Aim :: Reproduce every line of the listing below verbatim, keeping the original order and wording.

Excerpts from a point labeling dataset
»»
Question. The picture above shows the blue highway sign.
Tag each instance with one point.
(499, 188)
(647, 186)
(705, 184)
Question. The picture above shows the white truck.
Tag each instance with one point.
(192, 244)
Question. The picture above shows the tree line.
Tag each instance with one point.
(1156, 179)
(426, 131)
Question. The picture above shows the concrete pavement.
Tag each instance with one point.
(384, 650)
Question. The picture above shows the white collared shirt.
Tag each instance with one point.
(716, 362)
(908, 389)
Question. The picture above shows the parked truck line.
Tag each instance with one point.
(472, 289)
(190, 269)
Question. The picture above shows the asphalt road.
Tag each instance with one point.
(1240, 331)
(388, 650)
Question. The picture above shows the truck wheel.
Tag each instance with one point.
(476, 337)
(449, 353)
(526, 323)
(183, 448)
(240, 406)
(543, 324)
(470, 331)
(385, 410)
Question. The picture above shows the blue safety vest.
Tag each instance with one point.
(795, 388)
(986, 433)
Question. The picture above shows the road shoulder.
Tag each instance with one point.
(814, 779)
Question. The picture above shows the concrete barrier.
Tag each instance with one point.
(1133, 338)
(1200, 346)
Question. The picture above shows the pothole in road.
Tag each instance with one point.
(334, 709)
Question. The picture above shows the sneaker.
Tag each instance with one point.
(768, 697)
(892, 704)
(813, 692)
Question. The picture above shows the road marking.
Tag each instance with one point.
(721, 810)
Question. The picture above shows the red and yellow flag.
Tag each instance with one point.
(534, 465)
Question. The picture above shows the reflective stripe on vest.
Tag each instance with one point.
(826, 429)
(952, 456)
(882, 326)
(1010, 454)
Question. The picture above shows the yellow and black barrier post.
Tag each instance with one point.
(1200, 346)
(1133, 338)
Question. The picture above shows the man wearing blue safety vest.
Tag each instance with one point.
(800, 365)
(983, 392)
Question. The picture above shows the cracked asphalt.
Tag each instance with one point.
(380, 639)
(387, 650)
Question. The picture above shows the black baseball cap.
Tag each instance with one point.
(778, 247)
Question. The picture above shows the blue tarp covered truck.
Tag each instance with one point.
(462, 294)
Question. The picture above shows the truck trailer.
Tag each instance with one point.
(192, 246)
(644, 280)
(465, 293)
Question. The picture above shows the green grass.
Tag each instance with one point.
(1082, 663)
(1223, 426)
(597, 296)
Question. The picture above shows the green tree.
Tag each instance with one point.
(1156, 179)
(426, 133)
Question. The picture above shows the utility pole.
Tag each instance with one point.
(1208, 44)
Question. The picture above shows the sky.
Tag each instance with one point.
««
Reply ::
Question. The picture above shows the blue highway sign.
Tag each instance with one point.
(499, 188)
(647, 186)
(705, 184)
Question. The picture above shows the white truck.
Tag each instance with one point.
(192, 244)
Question. The picture above shows the tree line.
Tag each instance with one point.
(1156, 179)
(426, 131)
Question. The picture above shows the concrete pavement.
Tag each instance with one point.
(384, 650)
Question. The picture above shows the white collared shirt.
Tag each instance with one point.
(716, 362)
(908, 389)
Question. The picture above shows the parked truck line.
Tag each instance with one point.
(472, 289)
(190, 269)
Question. The picture above shows the asphalt road.
Tag each instance with one point.
(1240, 331)
(388, 650)
Question. The picture above shows the truck wheel.
Tag each instance with one point.
(476, 337)
(449, 353)
(526, 323)
(183, 448)
(240, 406)
(543, 324)
(470, 331)
(385, 410)
Question. The picture above shows the blue safety vest.
Tag each instance with one point.
(795, 388)
(986, 433)
Question. The picture above shows the road shoulder.
Tag each instance with one point.
(814, 779)
Question. The picture above shows the concrete barrier.
Tag each instance with one point.
(1133, 338)
(1200, 346)
Question. The picture above shows the pothole in road.
Tag each instance with one point.
(334, 709)
Question. The picture above shows the sneaker.
Tag each instance with one point.
(768, 697)
(892, 704)
(813, 692)
Question. The picture above shows the road marking.
Tag each instance with one point.
(721, 810)
Question. The picture above shows the red and yellow flag.
Tag each instance with one point.
(534, 465)
Question. The picture above shows the reflective stripe on vest.
Tag each instance with one point.
(826, 429)
(952, 456)
(882, 326)
(1010, 454)
Question. The picture above shows the yellow and black barrier post.
Tag each instance with one point.
(1200, 346)
(1133, 338)
Question. The picture above shows the man wearing blue safety vest.
Tag each instance with one point.
(800, 365)
(983, 392)
Question. The picture above shows the cracked asphalt.
Tag each instance with one point.
(380, 639)
(387, 650)
Question. The picture above shows the black baseball cap.
Tag each instance with one point.
(778, 247)
Question. The picture above shows the blue tarp covered truck.
Tag each instance with one point.
(462, 294)
Question. The picture above shows the truck trailer.
Tag each instance with one point.
(192, 246)
(644, 280)
(465, 293)
Question. The picture above shows the green grass.
Tag each instance with one point.
(1082, 663)
(1223, 426)
(597, 296)
Question. The picture above shows the green tree.
Tag each instance with one point.
(1156, 179)
(426, 133)
Question. The picture above shows the utility pole.
Tag each instance with one point.
(1208, 44)
Question. The picture above shows the sky.
Tag each instance with one point.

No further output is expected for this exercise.